*TASK TO CARRY OUT*. Copy out the data that follows exactly, leaving out no line.

*DATA TO USE*.
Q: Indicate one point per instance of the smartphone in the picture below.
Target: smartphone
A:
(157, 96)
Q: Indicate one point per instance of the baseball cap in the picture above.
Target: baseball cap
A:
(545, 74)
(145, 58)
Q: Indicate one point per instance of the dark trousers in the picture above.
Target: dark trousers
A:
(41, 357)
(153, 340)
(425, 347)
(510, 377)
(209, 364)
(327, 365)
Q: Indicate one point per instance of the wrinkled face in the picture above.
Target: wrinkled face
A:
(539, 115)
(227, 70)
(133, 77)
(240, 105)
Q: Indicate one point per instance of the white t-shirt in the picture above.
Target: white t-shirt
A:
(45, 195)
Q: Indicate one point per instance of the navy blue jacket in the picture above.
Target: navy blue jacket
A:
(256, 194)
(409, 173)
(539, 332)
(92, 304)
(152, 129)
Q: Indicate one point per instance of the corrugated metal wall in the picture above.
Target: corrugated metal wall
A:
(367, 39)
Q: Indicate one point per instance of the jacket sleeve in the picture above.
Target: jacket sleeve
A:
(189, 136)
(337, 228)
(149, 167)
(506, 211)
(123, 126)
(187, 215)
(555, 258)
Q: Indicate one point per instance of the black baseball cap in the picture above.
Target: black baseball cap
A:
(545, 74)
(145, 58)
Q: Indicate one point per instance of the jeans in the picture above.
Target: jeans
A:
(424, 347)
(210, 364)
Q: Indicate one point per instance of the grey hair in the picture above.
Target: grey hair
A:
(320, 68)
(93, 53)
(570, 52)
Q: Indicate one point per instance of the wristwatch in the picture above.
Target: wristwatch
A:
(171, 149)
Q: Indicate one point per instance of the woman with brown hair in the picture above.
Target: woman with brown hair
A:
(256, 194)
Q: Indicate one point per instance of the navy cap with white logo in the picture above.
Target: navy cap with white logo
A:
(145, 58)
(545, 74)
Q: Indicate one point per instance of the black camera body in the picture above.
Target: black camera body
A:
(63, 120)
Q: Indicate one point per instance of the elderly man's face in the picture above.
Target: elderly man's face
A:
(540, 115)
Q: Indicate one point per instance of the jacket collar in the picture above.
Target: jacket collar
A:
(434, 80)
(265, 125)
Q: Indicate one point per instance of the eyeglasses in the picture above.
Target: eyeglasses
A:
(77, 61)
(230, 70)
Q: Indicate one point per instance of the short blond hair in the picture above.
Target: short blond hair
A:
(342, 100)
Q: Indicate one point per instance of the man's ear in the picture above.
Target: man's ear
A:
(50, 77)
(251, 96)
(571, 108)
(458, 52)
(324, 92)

*WRITTEN ANSWER*.
Q: Indicate one point per instance of the smartphone in the picture below.
Target: smartphone
A:
(157, 96)
Q: Indicate one point per instance of the baseball cap in the picture above.
Target: baseball cap
A:
(545, 74)
(145, 58)
Q: Indicate one point per instance of the dark trousers in the picture above.
Target: dark trousers
A:
(41, 357)
(153, 340)
(425, 347)
(510, 377)
(209, 364)
(327, 365)
Q: Indicate one point per instance of the wrinkled face in the picture above.
Target: wrinkled face
A:
(539, 115)
(227, 70)
(133, 77)
(240, 105)
Q: Indicate one point per instance of the white t-shirt in the picture above.
Target: white t-shirt
A:
(45, 195)
Q: Indicate one point per instance of the navy blue jacket in the picture above.
Target: navy blue jacket
A:
(256, 194)
(409, 173)
(539, 332)
(92, 304)
(152, 129)
Q: Indicate one point per instance of the corrugated metal wall in the picture above.
Target: corrugated metal wall
A:
(367, 39)
Q: Indicate one point per instance of the jacket sleeve in the picture above.
Target: jacket sleeve
A:
(189, 136)
(337, 228)
(149, 167)
(506, 211)
(123, 126)
(187, 215)
(555, 258)
Q: Indicate one point per instance of the black baseball cap in the picture above.
Target: black baseball cap
A:
(545, 74)
(145, 58)
Q: Indicate one point per instance of the jeans in the picture above.
Target: jeans
A:
(424, 347)
(210, 364)
Q: Indicate one point per instance of the grey hair in the picture above.
Target: grey hair
A:
(320, 68)
(93, 53)
(570, 52)
Q: Indicate one point per instance of the wristwatch in the picture above.
Target: wristwatch
A:
(171, 149)
Q: Indicate one point per instance of the woman with brown hair in the picture above.
Target: woman with brown hair
A:
(256, 194)
Q: Indicate one point per instance of the navy cap with white logo in the picture above.
Target: navy cap with white logo
A:
(145, 58)
(545, 74)
Q: Indicate one point per instance of the black camera body in the picture above.
Target: black camera body
A:
(63, 120)
Q: Indicate one point per instance of the elderly man's face in the picture above.
Target: elderly man's face
A:
(540, 115)
Q: Indicate one point per instance of the jacket collar in the picture above.
Target: jacket collar
A:
(434, 80)
(265, 125)
Q: Indicate one point per instance of the eyeglasses in the picture above.
Target: eyeglasses
A:
(77, 61)
(230, 70)
Q: Indicate one point per instance of the short blond hair in the picture above.
Target: short blond hair
A:
(342, 100)
Q: Indicate one point per instance of the man's ear in the picture above.
Target: man's ear
A:
(50, 77)
(251, 96)
(571, 108)
(458, 52)
(324, 92)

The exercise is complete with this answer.